Start

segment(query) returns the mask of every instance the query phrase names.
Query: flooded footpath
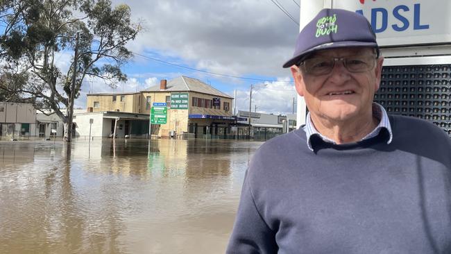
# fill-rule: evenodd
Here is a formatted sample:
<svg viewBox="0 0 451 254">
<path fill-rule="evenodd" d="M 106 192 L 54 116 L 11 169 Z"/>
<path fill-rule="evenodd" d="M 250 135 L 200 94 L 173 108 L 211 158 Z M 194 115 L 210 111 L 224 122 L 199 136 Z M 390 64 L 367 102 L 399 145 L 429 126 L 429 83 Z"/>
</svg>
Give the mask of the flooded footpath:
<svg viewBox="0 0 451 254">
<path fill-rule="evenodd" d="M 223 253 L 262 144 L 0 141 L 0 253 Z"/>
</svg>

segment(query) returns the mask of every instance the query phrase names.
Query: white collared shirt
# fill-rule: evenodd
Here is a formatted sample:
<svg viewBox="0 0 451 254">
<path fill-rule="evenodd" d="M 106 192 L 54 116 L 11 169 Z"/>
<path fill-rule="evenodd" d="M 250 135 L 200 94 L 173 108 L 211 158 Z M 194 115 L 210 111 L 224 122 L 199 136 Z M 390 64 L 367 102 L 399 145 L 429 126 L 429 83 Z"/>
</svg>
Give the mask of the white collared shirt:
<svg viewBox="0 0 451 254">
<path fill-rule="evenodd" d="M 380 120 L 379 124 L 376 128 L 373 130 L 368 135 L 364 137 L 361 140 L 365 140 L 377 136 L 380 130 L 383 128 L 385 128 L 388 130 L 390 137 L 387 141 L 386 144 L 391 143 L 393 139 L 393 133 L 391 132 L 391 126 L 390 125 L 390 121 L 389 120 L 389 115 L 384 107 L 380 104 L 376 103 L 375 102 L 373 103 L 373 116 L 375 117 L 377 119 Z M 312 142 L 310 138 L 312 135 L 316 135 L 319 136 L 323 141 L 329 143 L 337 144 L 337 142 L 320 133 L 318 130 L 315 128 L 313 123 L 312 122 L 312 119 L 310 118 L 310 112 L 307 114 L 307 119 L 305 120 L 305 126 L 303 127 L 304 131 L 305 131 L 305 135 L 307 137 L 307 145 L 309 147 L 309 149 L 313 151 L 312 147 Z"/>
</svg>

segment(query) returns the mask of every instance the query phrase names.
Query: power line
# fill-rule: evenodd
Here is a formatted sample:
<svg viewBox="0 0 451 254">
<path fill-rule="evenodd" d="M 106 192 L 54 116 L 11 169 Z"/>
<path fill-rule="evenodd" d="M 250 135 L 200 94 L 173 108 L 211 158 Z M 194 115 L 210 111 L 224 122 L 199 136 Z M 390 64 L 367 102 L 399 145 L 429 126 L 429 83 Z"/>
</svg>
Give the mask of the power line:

End
Start

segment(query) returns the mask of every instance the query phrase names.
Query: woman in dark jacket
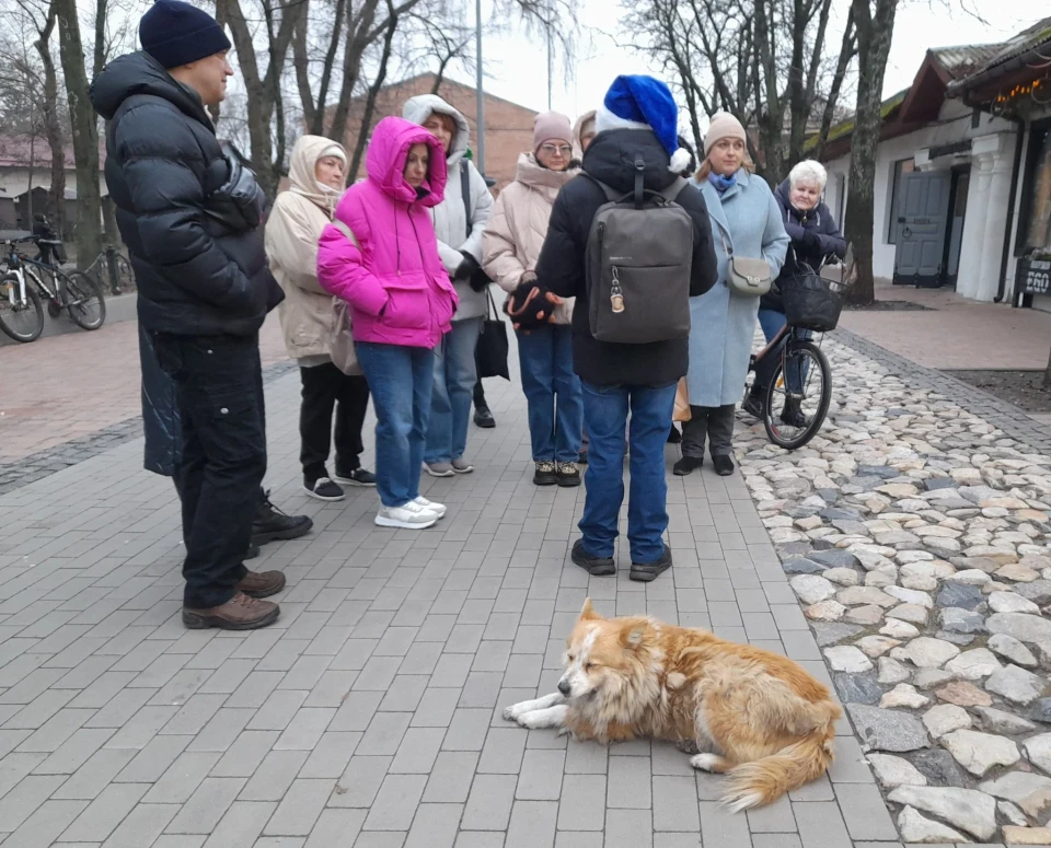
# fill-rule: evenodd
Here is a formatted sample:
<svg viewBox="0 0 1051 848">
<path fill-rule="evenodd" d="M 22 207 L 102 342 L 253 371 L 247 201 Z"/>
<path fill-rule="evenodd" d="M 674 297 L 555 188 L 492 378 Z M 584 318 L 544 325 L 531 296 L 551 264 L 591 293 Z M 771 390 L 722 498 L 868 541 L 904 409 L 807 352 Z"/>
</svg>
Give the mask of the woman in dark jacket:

End

AIM OF THE EXERCISE:
How many lines in the listing above contain the string "white"? Reply with the number alone.

RESPONSE FOR THIS EXERCISE:
2